[Point-per-instance localization data]

+++

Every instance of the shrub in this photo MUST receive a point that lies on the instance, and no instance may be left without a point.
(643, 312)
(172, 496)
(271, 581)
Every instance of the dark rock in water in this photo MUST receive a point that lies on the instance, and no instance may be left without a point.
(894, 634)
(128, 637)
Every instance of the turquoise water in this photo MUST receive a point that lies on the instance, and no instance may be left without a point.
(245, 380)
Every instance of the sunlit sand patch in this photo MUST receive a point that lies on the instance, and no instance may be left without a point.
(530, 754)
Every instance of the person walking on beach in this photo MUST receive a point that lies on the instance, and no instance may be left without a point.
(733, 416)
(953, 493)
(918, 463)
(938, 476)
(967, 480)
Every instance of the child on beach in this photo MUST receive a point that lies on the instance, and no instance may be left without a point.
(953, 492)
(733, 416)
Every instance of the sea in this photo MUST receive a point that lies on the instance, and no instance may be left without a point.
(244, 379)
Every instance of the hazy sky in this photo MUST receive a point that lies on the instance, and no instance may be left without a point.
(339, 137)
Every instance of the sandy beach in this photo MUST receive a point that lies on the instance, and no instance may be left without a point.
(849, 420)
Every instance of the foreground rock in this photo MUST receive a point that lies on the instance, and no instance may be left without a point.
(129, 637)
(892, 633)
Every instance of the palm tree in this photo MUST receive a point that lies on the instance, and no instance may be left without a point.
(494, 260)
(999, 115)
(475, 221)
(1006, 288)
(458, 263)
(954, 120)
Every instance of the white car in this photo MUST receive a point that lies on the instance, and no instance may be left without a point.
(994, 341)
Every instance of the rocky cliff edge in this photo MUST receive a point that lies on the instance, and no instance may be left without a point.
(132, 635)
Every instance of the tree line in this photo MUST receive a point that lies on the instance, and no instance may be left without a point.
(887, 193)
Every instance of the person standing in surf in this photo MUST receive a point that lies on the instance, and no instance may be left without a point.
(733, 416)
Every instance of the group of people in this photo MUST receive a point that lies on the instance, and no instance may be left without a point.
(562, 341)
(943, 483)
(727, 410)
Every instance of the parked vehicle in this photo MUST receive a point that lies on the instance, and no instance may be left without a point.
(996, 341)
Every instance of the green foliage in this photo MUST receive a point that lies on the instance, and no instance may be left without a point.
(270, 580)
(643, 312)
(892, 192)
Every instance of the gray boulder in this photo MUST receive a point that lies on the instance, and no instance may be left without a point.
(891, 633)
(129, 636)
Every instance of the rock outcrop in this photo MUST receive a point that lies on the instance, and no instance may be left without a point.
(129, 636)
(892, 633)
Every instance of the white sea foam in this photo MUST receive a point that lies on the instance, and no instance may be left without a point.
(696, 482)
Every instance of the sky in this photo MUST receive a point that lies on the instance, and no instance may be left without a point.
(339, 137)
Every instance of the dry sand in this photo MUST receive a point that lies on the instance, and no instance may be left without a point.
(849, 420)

+++

### What the task asks
Repeat the data verbatim.

### Response to this exercise
Every instance of the shrub in this photo MUST receive a point that lies on the instance, and no instance may be left without a point.
(643, 312)
(172, 496)
(271, 581)
Every instance of the dark rock in water in this photo MUST receive a point that lies on the instance, and no instance may be left without a point.
(894, 634)
(128, 637)
Every instance of the turquoise water in this photo MUST receive a point that lies on the instance, and no instance may be left without a point.
(245, 380)
Every instance of the sunlit sand patch in this photo MUST receive a point that lies on the instance, and no instance may be left without a point.
(530, 754)
Every instance of the person walking on beach in this photo MUST receive a point that lies on the instance, and no instance may be left without a point.
(733, 416)
(953, 493)
(918, 463)
(938, 476)
(967, 480)
Every instance of the child on beach in this photo MUST receive a point that lies on the instance, and no instance may be left without a point.
(953, 492)
(733, 416)
Every instance of the sea in this photo MUST receive a point that lies on the instance, and no instance may be left without a point.
(244, 379)
Every instance of the hazy sky in this photo MUST receive a point that lies on the instance, and no instance may be left without a point.
(339, 137)
Every instance of the sandy beach in this photo MUST receive a point that lies on the instance, and no instance may be left without a point.
(849, 420)
Every instance of the foreground rock in this photo MUST receive a point that lies on the instance, and no instance may be left without a point.
(129, 637)
(892, 633)
Every instance of the palm tree in this photo MUST receive a point that lies on the instance, and no instance may be left without a point.
(494, 260)
(999, 115)
(475, 221)
(1006, 288)
(458, 263)
(954, 120)
Every instance of the white car in this photo MUST receive a point that lies on the instance, and no instance may be left without a point.
(994, 341)
Every instance of the rocky cliff edge in this photo MUST receive a point that lies on the instance, and no instance may be left without a point.
(132, 635)
Every instance of the tree line in this photo MUST receive a point that lies on the instance, and no instance may be left without a point.
(887, 193)
Every instance of the person standing in surf in this photo MUST receive a point that lies on the instance, and no instance may be left without a point.
(733, 416)
Every instance of the group of people in this photo MUST receive a point that lies on the instance, and no instance may be left without a point.
(562, 341)
(943, 483)
(727, 410)
Every instance of the parked vehicle in this photo MUST receive a point that lies on the instance, and no instance may be left without a point.
(996, 341)
Every instance of the green foliage in this photo MUST receive a point that lies on the instance, and no instance may be left without a point.
(270, 580)
(643, 312)
(892, 192)
Every instance of the gray boulder in this photo MUST receive a point that lies on the instance, and no instance may be left without a point.
(891, 633)
(129, 636)
Every instance of the rock outcrop in this photo MUST receive a point that lies on the instance, and no instance may be left without a point.
(129, 636)
(892, 633)
Every instance of the white sea foam in this photo MUST receive a point that lies on the instance, and no instance may be left without a point.
(696, 482)
Every instance of the sky in this photo MUST receive a point that lies on the instance, and no instance may be left without a point.
(339, 137)
Every instance of the dry sand in this photo MUST receive a point that lies on the instance, and no instance may be left without a point.
(849, 420)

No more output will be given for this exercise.